Required tasks:
• A. Reproduce the part of the article on Epicurious dropping beef recipes that opens with the words containing "Epicurious Will No" and closes with "some weeks ago.".
• B. In the article on Epicurious dropping beef recipes, what percentage of livestock-related emissions can be traced back to beef?
• C. Carry the article on Epicurious dropping beef recipes further, starting after its final sentence.

Epicurious Will No Longer Publish Beef Recipes, Citing Climate Change

The Condé Nast food publication made its new editorial decision clear this week

Photo: Conde Nast

Condé Nast’s Epicurious announced Monday it would no longer publish beef recipes, citing climate change. The announcement came in the form of an explainer, then a follow-up question-and-answer post, revealing the choice was made and implemented some weeks ago.

Almost 15 percent of greenhouse gas emissions globally come from livestock (and everything involved in raising it); 61 percent of those emissions can be traced back to beef. Cows are 20 times less efficient to raise than beans and roughly three times less efficient than poultry and pork. It might not feel like much, but cutting out just a single ingredient — beef — can have an outsize impact on making a person’s cooking more environmentally friendly,” said the announcement.

It went on, “Today Epicurious announces that we’ve done just that: We’ve cut out beef. Beef won’t appear in new Epicurious recipes, articles, or newsletters. It will not show up on our homepage. It will be absent from our Instagram feed.” Epicurious will still house its previous 1200+ beef recipes, which you can find here.

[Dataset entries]
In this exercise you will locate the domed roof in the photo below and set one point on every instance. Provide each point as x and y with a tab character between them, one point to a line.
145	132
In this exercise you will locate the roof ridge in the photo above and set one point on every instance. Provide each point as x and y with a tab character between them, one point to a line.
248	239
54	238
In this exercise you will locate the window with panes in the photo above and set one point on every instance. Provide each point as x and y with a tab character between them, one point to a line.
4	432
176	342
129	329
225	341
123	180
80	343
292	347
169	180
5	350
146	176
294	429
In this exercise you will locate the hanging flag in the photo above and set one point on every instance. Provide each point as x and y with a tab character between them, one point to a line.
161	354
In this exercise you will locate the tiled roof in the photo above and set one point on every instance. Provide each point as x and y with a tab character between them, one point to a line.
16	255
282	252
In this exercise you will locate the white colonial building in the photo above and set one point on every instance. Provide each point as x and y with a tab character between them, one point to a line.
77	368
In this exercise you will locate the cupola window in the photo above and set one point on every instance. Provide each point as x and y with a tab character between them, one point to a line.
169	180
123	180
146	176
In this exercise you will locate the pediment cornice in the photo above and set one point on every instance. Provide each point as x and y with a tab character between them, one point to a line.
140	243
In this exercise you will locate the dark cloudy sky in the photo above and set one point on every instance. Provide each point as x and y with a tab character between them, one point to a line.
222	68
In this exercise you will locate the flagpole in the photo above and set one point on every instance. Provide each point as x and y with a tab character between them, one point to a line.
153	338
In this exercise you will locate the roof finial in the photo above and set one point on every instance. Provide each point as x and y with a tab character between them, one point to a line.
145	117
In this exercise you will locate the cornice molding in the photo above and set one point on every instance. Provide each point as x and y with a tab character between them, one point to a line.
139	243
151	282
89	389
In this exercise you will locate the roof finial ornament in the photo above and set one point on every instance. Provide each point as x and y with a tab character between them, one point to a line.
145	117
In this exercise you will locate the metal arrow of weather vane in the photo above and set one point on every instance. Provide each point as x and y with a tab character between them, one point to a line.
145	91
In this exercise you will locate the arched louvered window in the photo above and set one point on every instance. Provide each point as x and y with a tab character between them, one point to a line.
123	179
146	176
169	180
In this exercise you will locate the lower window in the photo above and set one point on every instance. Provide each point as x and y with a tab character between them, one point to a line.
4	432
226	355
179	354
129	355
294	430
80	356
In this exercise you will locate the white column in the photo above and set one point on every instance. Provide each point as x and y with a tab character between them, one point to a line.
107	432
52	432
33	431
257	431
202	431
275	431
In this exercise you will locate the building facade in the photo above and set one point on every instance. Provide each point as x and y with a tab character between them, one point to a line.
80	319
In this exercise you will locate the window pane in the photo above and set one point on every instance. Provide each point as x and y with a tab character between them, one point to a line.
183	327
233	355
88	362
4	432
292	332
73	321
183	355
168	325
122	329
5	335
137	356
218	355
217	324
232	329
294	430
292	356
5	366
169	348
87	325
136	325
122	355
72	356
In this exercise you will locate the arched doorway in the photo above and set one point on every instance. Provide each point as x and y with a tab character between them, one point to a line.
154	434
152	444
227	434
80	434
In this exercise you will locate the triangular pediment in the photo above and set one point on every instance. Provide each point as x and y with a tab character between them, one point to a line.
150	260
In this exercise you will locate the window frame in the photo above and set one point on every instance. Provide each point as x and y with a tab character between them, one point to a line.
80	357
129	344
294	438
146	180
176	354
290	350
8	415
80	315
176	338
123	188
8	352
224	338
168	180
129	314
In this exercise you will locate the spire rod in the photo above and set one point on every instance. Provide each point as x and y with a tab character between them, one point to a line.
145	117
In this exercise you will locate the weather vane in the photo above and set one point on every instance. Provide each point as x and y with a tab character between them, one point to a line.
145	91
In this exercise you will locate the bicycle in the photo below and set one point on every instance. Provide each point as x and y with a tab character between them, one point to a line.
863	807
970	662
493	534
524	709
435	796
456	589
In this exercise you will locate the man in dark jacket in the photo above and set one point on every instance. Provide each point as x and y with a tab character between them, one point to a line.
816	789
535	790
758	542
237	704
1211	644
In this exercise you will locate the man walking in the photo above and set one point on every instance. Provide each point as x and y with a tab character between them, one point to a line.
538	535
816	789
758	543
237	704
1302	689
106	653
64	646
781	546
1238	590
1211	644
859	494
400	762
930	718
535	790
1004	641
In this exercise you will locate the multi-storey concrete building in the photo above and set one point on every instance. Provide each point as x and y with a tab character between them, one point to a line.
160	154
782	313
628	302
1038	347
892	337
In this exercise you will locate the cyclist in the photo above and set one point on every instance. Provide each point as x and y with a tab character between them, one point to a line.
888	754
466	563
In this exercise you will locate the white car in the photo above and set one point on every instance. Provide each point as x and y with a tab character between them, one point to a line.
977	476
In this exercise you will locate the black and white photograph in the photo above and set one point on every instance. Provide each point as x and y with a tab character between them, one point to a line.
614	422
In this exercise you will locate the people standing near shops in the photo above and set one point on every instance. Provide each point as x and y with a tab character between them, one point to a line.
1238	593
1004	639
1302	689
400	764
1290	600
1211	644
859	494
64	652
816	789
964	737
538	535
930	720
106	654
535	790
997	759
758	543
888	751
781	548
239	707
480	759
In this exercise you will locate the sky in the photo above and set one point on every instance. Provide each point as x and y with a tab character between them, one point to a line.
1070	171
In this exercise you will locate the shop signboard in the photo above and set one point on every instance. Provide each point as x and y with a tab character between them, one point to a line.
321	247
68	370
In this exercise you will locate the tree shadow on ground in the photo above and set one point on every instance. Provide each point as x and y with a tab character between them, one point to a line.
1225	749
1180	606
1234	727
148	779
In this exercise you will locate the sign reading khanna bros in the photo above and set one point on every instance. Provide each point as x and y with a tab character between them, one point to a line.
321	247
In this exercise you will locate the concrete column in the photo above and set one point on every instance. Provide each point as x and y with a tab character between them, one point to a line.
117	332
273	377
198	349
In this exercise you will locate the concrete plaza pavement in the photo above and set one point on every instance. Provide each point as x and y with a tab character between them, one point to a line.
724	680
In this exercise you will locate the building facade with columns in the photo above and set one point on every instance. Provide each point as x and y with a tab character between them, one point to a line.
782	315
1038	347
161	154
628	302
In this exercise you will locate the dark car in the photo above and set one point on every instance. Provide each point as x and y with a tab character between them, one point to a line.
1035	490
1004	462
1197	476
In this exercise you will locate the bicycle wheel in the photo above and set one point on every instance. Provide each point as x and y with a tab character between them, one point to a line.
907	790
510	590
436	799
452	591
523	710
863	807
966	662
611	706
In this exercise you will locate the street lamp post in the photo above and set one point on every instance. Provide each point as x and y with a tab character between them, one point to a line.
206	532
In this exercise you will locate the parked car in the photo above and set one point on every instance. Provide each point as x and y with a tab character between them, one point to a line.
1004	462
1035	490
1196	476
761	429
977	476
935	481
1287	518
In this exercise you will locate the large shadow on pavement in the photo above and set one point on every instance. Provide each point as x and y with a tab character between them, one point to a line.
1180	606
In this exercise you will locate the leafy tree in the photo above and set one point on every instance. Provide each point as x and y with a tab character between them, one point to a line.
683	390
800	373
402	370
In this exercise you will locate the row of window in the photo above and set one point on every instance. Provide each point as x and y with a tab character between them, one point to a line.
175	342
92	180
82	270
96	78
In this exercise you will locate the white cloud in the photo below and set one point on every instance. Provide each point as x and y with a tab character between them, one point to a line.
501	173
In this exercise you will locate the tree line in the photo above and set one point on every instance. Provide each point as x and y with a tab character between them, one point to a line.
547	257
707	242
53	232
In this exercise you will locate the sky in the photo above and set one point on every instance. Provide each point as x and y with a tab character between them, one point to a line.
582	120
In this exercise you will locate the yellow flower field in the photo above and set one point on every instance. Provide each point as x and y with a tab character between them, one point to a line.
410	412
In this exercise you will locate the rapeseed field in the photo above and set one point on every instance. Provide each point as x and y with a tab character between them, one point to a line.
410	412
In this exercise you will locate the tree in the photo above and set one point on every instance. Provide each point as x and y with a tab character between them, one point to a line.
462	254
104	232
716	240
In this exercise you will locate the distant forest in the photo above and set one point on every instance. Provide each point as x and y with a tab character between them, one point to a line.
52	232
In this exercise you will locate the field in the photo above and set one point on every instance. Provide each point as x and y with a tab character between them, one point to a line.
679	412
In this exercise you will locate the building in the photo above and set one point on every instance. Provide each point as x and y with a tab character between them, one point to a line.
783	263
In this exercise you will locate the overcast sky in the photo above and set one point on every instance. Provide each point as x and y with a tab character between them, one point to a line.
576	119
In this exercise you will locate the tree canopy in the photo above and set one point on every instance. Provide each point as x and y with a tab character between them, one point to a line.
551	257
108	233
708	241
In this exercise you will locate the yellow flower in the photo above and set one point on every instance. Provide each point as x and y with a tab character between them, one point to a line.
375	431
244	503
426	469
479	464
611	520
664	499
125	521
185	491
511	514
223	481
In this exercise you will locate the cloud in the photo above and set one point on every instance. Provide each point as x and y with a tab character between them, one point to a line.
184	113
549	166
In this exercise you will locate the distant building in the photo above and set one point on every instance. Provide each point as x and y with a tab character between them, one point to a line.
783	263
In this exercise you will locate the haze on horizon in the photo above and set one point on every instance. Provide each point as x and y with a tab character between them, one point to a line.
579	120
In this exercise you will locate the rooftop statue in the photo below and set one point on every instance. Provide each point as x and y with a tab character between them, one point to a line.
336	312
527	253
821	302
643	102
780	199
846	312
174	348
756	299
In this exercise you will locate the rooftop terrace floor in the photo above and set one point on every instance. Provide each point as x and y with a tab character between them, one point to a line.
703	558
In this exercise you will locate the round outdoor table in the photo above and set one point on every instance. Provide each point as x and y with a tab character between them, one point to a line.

Responses to the tasks:
• A.
Epicurious Will No Longer Publish Beef Recipes, Citing Climate Change

The Condé Nast food publication made its new editorial decision clear this week

Photo: Conde Nast

Condé Nast’s Epicurious announced Monday it would no longer publish beef recipes, citing climate change. The announcement came in the form of an explainer, then a follow-up question-and-answer post, revealing the choice was made and implemented some weeks ago.

• B. 61 percent

• C.
Condé Nast bills Epicurious as “the most trusted cooking brand in the world.”

The announcement comes at a unique time for the beef-and-climate culture war: Republican lawmakers and media figures have been complaining for days about a fake red meat restriction they say came from President Joe Biden. Biden has not proposed a limit on individual American red meat consumption. No one in his administration has, either.

Freshman representatives Marjorie Taylor Greene, Lauren Boebert and Madison Cawthorne raged online against Biden and the non-existent meat ban, as did Donald Trump Jr.

“Not only does Emperor Biden not want us to celebrate the 4th of July, now he doesn’t want us to have a burger on that day either. Retweet if you’re still doing both because this is America!” Cawthorne urged his Twitter followers, ginning up some outrage over a phony edict, then using it to game a little social engagement.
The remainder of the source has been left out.